**Problem requirements**: Format the material below as a two-column CSV with the columns text and answer. Give one row per item and its answer, put each field in quotes, and replace line breaks with spaces. Begin at the line that has "Each instance of the window gets" and stop after the line that has "64), (599, 322)]".

Stored data

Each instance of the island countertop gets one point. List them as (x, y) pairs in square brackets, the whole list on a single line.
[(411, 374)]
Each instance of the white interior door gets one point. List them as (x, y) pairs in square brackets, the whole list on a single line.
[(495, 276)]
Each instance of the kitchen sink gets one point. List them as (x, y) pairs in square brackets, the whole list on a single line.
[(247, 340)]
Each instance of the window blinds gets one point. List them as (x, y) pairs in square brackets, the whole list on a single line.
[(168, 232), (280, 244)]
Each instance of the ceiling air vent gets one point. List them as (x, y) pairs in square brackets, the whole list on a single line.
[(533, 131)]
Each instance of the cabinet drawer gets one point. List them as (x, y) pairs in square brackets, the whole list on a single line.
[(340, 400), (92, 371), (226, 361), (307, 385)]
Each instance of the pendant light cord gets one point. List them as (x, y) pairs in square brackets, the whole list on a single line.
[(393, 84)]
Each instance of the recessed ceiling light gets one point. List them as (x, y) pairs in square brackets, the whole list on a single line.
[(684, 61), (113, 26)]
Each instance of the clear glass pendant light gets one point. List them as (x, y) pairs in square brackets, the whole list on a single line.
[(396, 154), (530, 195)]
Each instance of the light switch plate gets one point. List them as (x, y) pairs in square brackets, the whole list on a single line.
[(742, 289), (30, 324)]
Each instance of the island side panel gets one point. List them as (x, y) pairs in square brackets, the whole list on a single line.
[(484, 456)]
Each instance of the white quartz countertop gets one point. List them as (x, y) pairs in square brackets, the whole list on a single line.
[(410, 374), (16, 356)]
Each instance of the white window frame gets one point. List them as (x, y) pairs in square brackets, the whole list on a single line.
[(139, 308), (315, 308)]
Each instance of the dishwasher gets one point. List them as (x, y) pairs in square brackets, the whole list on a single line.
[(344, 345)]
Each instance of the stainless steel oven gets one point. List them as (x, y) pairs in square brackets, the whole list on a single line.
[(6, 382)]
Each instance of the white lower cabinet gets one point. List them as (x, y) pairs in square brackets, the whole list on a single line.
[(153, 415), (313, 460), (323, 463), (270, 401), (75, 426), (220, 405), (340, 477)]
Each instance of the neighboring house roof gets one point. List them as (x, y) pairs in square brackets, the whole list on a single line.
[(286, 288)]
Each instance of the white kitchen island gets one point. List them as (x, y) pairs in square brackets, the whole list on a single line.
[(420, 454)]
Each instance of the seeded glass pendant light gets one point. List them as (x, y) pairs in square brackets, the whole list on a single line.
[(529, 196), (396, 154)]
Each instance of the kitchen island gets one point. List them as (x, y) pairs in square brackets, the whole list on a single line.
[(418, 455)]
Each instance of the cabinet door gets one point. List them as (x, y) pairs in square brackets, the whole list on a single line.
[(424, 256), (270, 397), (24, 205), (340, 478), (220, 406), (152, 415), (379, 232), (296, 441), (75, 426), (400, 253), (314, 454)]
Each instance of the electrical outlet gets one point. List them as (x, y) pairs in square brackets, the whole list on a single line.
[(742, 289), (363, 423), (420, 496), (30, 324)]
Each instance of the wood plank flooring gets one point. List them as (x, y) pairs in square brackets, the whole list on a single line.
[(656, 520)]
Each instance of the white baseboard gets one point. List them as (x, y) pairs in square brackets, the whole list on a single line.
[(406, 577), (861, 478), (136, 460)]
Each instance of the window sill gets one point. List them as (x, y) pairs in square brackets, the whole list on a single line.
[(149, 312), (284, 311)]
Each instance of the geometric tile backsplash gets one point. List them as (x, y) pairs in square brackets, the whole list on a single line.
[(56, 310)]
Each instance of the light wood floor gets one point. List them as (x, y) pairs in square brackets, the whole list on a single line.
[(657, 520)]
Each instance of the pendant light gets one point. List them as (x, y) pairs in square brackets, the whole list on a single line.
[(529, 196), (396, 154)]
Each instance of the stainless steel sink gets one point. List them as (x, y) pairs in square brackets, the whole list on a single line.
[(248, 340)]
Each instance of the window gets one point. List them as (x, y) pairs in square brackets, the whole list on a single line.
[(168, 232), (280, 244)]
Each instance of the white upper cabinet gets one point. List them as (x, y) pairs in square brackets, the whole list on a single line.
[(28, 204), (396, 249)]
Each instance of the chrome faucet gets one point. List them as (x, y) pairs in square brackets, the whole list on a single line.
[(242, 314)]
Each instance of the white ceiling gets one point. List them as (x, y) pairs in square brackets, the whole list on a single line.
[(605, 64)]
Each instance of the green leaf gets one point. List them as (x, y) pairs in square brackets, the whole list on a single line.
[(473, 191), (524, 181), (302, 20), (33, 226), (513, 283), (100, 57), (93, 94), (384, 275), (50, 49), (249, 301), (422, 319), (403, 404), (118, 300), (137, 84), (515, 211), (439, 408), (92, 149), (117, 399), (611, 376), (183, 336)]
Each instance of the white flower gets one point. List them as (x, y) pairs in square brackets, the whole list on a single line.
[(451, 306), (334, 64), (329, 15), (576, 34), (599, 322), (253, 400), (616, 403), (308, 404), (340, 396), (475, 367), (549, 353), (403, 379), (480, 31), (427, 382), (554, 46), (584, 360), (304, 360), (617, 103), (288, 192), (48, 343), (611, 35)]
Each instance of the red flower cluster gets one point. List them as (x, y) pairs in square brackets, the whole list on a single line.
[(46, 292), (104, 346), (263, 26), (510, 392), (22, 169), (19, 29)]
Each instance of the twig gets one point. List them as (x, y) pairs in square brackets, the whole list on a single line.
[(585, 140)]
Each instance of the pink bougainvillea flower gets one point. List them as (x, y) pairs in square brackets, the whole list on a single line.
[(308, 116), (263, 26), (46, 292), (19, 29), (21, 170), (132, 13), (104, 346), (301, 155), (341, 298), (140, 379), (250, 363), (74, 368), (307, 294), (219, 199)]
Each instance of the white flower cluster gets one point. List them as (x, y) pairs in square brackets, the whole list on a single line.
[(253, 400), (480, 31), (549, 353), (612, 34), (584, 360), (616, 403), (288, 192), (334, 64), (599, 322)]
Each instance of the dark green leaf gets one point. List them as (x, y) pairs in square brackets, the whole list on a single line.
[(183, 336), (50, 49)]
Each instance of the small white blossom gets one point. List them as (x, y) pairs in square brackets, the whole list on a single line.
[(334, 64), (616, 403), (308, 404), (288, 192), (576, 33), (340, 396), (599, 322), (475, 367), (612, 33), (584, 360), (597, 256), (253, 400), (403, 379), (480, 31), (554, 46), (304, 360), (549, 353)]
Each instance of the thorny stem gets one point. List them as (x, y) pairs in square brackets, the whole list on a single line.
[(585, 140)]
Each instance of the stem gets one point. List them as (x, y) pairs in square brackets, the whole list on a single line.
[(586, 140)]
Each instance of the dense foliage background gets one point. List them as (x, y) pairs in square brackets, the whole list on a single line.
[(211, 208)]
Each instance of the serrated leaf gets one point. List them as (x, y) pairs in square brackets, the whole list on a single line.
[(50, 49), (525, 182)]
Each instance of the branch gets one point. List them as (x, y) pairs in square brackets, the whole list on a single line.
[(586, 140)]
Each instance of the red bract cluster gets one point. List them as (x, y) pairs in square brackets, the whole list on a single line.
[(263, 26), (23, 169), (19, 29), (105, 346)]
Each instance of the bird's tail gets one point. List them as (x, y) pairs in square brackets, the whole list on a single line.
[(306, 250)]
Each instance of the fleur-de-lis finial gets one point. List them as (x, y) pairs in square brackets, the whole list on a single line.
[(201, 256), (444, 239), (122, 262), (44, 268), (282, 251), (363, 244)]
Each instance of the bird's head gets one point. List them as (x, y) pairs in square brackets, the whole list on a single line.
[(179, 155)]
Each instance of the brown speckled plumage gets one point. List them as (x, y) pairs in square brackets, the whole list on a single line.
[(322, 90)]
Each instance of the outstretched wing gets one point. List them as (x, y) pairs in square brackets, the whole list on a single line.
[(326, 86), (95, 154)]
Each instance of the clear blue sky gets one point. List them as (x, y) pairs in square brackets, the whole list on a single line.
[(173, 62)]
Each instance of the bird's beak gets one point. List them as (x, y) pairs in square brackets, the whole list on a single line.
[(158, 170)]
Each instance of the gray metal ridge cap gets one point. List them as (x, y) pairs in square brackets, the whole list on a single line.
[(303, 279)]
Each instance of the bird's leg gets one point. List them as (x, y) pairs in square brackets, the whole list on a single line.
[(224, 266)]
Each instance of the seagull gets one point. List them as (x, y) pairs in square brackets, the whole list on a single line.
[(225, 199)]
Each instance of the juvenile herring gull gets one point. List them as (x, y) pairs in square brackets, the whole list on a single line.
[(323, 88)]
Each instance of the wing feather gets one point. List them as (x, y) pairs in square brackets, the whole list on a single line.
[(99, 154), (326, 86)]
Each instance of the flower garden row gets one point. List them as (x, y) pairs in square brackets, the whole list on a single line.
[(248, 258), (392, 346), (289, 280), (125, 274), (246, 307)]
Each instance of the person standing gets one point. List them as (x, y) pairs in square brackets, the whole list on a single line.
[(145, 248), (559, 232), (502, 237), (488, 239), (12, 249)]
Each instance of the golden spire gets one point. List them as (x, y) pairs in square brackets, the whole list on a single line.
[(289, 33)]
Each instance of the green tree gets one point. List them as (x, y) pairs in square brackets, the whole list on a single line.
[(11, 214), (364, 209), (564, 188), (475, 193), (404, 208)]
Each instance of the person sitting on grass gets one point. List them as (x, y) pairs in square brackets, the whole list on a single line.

**Finished exercise**:
text,answer
"Each instance of the window gets one point. List them as (x, y) pairs in square brackets, the whole list on a single line.","[(168, 232), (280, 244)]"
"Each instance of the white upper cabinet gets one point. List them as (x, y) pairs in square brackets, the whole list on a single line.","[(28, 204), (396, 249)]"
"Each instance of the chrome faucet gets one point. List them as (x, y) pairs in square brackets, the whole list on a single line.","[(242, 314)]"
"Each instance of the white ceiling gets one point. List them as (x, y) pairs in square brackets, the whole list on a single line.","[(605, 64)]"
"Each instance of the green leaf gets one point. List them as (x, y) pairs in square brackets, the whole list on a single line.","[(473, 191), (524, 181), (302, 20), (33, 226), (513, 283), (100, 57), (93, 94), (384, 275), (50, 49), (249, 301), (422, 319), (403, 404), (118, 300), (137, 84), (515, 211), (439, 408), (92, 149), (117, 399), (611, 376), (183, 336)]"
"Each instance of the white flower gets one point. List them as (x, y) pairs in square brackets, the whole list on a single line.","[(451, 306), (334, 64), (329, 15), (576, 34), (599, 322), (253, 400), (616, 403), (308, 404), (340, 396), (475, 367), (549, 353), (403, 379), (480, 31), (427, 382), (554, 46), (584, 360), (304, 360), (617, 103), (288, 192), (48, 343), (611, 35)]"
"Each instance of the red flower cluster gets one point. List them as (x, y) pairs in square brackets, the whole list on a single line.","[(46, 292), (104, 346), (263, 26), (510, 392), (22, 169), (19, 29)]"
"Each instance of the twig gets one point. List them as (x, y) pairs in square brackets, the whole list on a single line.","[(585, 140)]"
"Each instance of the pink bougainvillea flower gets one point. List them as (x, y) pairs in square brackets, the whole list on a single line.","[(308, 116), (263, 26), (46, 292), (19, 29), (21, 170), (132, 13), (104, 346), (301, 155), (341, 298), (140, 379), (250, 363), (74, 368), (307, 294), (219, 199)]"
"Each instance of the white flower cluster gets one point. List them as (x, y) pairs in square brackets, the whole list on a single line.","[(253, 400), (480, 31), (549, 353), (612, 34), (584, 360), (616, 403), (288, 192), (334, 64), (599, 322)]"